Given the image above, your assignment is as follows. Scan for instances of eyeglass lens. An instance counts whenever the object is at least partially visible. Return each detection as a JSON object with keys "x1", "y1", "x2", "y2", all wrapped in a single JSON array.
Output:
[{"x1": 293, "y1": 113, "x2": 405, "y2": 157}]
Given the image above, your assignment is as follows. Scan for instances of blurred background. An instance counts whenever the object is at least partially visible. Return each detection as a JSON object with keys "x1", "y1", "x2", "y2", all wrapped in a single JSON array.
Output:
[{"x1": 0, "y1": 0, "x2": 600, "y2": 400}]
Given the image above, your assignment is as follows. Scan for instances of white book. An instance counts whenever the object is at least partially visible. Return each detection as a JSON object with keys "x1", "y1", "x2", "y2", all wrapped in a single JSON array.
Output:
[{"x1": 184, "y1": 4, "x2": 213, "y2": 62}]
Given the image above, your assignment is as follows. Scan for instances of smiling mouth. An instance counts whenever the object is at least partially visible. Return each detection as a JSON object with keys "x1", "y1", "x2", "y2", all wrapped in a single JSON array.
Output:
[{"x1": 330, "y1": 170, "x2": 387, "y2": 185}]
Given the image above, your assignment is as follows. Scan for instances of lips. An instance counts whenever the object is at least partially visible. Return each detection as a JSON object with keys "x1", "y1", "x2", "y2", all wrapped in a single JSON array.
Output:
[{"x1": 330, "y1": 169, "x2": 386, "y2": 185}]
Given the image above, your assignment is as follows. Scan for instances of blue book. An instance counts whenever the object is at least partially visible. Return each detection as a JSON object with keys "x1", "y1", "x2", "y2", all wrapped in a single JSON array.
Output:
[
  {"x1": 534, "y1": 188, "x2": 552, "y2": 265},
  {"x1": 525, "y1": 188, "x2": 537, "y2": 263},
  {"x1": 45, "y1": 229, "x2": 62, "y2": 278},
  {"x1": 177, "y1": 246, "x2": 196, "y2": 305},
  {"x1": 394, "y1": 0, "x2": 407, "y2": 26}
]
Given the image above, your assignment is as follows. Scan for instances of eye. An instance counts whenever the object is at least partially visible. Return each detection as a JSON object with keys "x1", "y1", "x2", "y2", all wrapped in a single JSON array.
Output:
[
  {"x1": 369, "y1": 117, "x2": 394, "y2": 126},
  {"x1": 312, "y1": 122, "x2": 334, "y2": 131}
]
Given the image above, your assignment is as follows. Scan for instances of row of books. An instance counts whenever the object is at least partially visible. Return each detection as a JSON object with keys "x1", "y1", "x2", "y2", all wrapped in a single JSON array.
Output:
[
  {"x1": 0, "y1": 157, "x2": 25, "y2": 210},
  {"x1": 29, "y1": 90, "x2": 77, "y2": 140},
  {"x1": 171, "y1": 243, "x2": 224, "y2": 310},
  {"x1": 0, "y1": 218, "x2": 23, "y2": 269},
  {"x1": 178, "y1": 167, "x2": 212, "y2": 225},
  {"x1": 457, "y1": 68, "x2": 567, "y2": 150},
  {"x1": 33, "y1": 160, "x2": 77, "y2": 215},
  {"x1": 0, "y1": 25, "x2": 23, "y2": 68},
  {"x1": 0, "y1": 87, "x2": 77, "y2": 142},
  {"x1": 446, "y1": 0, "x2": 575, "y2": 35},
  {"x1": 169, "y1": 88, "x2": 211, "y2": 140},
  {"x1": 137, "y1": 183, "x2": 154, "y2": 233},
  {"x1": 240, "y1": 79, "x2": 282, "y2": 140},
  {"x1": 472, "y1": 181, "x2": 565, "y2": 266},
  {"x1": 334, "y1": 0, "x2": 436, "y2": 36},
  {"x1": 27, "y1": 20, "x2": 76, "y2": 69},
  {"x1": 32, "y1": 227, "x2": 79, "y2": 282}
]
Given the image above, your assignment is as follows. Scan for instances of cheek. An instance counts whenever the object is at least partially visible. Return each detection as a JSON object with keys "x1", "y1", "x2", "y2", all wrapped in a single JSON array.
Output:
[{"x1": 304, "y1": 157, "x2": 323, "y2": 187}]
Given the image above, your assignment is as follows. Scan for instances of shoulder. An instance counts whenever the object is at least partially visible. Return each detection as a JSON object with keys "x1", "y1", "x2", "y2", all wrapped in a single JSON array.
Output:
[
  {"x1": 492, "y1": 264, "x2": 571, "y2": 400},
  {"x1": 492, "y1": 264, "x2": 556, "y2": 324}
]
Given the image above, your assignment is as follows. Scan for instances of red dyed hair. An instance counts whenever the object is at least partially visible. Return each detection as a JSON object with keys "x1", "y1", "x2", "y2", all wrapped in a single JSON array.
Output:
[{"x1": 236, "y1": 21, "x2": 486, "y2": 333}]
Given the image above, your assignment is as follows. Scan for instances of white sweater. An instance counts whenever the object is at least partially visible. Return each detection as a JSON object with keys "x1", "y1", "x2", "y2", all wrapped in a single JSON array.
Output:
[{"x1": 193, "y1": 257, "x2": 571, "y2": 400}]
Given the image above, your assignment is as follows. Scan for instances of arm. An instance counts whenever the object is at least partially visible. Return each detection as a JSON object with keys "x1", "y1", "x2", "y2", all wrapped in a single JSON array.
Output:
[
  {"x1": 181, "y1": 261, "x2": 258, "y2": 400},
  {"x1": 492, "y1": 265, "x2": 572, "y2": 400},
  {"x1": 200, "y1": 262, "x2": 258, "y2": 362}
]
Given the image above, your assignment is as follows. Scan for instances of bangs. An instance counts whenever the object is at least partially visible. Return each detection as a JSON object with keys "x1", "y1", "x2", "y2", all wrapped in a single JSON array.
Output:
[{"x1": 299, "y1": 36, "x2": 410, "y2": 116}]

* [WHAT IS REQUIRED]
Reproduce all of the material above word for word, leaving nothing out and changing nothing.

* [WRITTEN SOLUTION]
Given the image above, your assignment is as follows. Scan for instances of eyeglass lens. An instance counts whenever the object is at least partially visible. Return each detection as a JSON object with keys "x1", "y1", "x2", "y2", all wrapped in a single JSON array.
Output:
[{"x1": 293, "y1": 113, "x2": 405, "y2": 157}]
Given the image above, your assignment is as follows. Scan for instances of blurred background. An instance counts whenever the object is at least partially visible. Return each detection as a JSON object with keys "x1", "y1", "x2", "y2", all wrapped in a single JSON array.
Output:
[{"x1": 0, "y1": 0, "x2": 600, "y2": 400}]
Given the image above, your assignment is as follows. Scan for instances of white book. An instance counts whenever the object is at least partially visible. Return each detection as a JSON object with keys "x1", "y1", "x2", "y2", all wrapped in a single JSON array.
Output:
[{"x1": 184, "y1": 4, "x2": 213, "y2": 62}]
Given the image above, your assignment is as follows. Scan for instances of smiling mouth. An instance counts whenever the object is at least partially visible. Return each detection as a JSON object with keys "x1", "y1", "x2", "y2", all wrapped in a single JSON array.
Output:
[{"x1": 330, "y1": 170, "x2": 387, "y2": 185}]
Given the image above, your assignment is as follows. Scan for instances of lips. An instance counts whenever the object is at least partially visible. Return each detection as a JSON object with keys "x1", "y1", "x2", "y2", all wrapped in a single JSON array.
Output:
[{"x1": 330, "y1": 169, "x2": 386, "y2": 185}]
Given the image above, your assignment is as follows. Scan for instances of blue book. An instance counts whenever the object is at least partially visible. Return each detection as a JSON object with keys "x1", "y1", "x2", "y2", all wrapped in a single JSON array.
Output:
[
  {"x1": 534, "y1": 188, "x2": 552, "y2": 265},
  {"x1": 525, "y1": 188, "x2": 537, "y2": 263},
  {"x1": 45, "y1": 229, "x2": 62, "y2": 278},
  {"x1": 177, "y1": 246, "x2": 196, "y2": 305},
  {"x1": 394, "y1": 0, "x2": 407, "y2": 26}
]
Given the image above, your assignment is as follows. Scan for instances of eye. An instance counts whenever the object is at least partially visible. Return each detection as a JSON object with keys "x1", "y1", "x2", "y2", all wrapped in a single JSON array.
Output:
[
  {"x1": 369, "y1": 117, "x2": 394, "y2": 126},
  {"x1": 312, "y1": 122, "x2": 334, "y2": 131}
]
Given the image above, your assignment is as follows. Scan for instances of row of books. An instance counts whenever the object is at least partially visible. Return each detection as a JSON object with keys "x1", "y1", "x2", "y2", all wrapped in a single JSON array.
Output:
[
  {"x1": 0, "y1": 157, "x2": 25, "y2": 210},
  {"x1": 29, "y1": 90, "x2": 77, "y2": 140},
  {"x1": 171, "y1": 243, "x2": 224, "y2": 310},
  {"x1": 0, "y1": 218, "x2": 23, "y2": 269},
  {"x1": 178, "y1": 167, "x2": 212, "y2": 225},
  {"x1": 457, "y1": 68, "x2": 567, "y2": 150},
  {"x1": 33, "y1": 160, "x2": 77, "y2": 215},
  {"x1": 0, "y1": 25, "x2": 23, "y2": 68},
  {"x1": 0, "y1": 87, "x2": 77, "y2": 142},
  {"x1": 446, "y1": 0, "x2": 575, "y2": 35},
  {"x1": 169, "y1": 88, "x2": 211, "y2": 140},
  {"x1": 137, "y1": 183, "x2": 154, "y2": 233},
  {"x1": 240, "y1": 79, "x2": 282, "y2": 140},
  {"x1": 472, "y1": 181, "x2": 565, "y2": 266},
  {"x1": 334, "y1": 0, "x2": 436, "y2": 36},
  {"x1": 27, "y1": 20, "x2": 76, "y2": 69},
  {"x1": 32, "y1": 227, "x2": 79, "y2": 282}
]
Given the image above, your assignment is as follows. Scan for instances of cheek. An instance counts whenever the object is at least partially visible. Return each detection as a JSON object with keys "x1", "y1", "x2", "y2", all wrapped in a single JSON array.
Output:
[{"x1": 304, "y1": 157, "x2": 323, "y2": 187}]
Given the image above, your assignment is as follows. Scan for instances of shoulder. An instance counts whenever the object is at least partially visible. Return each detection as a JSON object with keys "x1", "y1", "x2", "y2", all wrapped in a single JSON array.
Output:
[
  {"x1": 492, "y1": 264, "x2": 571, "y2": 400},
  {"x1": 492, "y1": 264, "x2": 556, "y2": 324}
]
Given the image above, your assignment is as follows. Scan for instances of red dyed hair. An instance counts whenever the object is at least partially visible. Return each detection as a JSON object with keys "x1", "y1", "x2", "y2", all wrapped in a single JSON array.
Output:
[{"x1": 236, "y1": 21, "x2": 486, "y2": 333}]
Given the image above, your assignment is as follows. Scan for instances of white sweater. An instance counts whenever the object is at least partially visible. Return each detection as a JSON object with keys "x1", "y1", "x2", "y2", all wrapped in a single JSON array.
Output:
[{"x1": 193, "y1": 257, "x2": 571, "y2": 400}]
Given the image above, your assignment is as follows. Scan for instances of arm. An instance counts whenever the object is at least partially visible. Return each detection as a JSON object with keys "x1", "y1", "x2", "y2", all wrapped in a single JSON array.
Output:
[
  {"x1": 181, "y1": 261, "x2": 258, "y2": 400},
  {"x1": 492, "y1": 265, "x2": 572, "y2": 400},
  {"x1": 200, "y1": 262, "x2": 258, "y2": 362}
]
Given the image above, your assignment is as follows. Scan for instances of bangs. An instance counts whenever the object is at least partially visible. Return each detection as a JSON object with keys "x1", "y1", "x2", "y2", all wrapped in a single JSON array.
Output:
[{"x1": 299, "y1": 36, "x2": 410, "y2": 116}]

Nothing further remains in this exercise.